=== WHAT YOU HAVE TO DO ===
Find every line in the entries below that contains the string "balcony" and copy each one. Case counts.

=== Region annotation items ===
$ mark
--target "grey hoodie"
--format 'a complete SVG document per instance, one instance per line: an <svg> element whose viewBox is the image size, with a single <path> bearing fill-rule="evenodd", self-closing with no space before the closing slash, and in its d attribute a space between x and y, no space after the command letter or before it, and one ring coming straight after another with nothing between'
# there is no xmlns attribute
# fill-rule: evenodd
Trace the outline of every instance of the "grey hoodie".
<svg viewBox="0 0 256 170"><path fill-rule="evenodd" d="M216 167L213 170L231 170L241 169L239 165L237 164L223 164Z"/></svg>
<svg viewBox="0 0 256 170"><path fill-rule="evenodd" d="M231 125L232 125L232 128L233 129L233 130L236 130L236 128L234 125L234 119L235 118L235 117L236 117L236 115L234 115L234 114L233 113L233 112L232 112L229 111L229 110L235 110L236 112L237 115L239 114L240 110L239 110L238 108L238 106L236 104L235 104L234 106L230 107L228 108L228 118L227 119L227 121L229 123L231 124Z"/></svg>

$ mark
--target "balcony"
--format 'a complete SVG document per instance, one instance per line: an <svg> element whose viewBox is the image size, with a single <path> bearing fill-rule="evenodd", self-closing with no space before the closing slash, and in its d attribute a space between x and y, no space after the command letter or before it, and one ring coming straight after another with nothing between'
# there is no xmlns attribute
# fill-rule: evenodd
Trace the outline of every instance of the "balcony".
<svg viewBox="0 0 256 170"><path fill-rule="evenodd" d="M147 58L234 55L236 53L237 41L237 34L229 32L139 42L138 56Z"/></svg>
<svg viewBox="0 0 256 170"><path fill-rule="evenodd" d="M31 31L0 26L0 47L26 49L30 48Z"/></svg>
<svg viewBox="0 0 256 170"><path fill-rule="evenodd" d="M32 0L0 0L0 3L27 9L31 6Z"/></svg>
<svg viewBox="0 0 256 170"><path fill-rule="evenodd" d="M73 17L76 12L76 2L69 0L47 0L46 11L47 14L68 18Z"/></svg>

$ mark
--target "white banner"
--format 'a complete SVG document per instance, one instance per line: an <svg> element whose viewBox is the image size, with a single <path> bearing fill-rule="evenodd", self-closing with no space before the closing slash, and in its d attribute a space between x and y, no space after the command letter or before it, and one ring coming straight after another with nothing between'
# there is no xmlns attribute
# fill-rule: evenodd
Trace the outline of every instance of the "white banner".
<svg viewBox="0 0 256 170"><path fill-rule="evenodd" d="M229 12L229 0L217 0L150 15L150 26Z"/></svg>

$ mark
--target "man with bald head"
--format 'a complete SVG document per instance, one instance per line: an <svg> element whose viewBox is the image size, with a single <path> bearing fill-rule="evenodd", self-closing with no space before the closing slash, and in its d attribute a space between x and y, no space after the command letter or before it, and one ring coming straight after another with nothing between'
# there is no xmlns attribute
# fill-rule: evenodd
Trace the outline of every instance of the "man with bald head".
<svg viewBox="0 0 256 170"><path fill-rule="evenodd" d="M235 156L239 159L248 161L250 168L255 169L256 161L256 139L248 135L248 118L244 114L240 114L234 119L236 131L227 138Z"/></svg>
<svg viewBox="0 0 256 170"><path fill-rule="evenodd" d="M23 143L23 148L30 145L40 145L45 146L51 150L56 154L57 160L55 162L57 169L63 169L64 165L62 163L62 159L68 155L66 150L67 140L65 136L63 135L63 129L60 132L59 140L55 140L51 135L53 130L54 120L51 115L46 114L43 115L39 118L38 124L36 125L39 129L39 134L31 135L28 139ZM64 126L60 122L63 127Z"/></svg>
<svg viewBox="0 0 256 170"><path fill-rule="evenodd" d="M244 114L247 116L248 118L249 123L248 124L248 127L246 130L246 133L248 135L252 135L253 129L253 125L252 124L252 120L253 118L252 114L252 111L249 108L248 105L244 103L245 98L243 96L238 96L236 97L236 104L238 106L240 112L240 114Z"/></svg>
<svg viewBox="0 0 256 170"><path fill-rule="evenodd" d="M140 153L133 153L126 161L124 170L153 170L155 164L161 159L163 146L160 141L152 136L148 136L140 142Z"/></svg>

=== FINISHED ANSWER ===
--target "balcony"
Trace the outline of every instance of the "balcony".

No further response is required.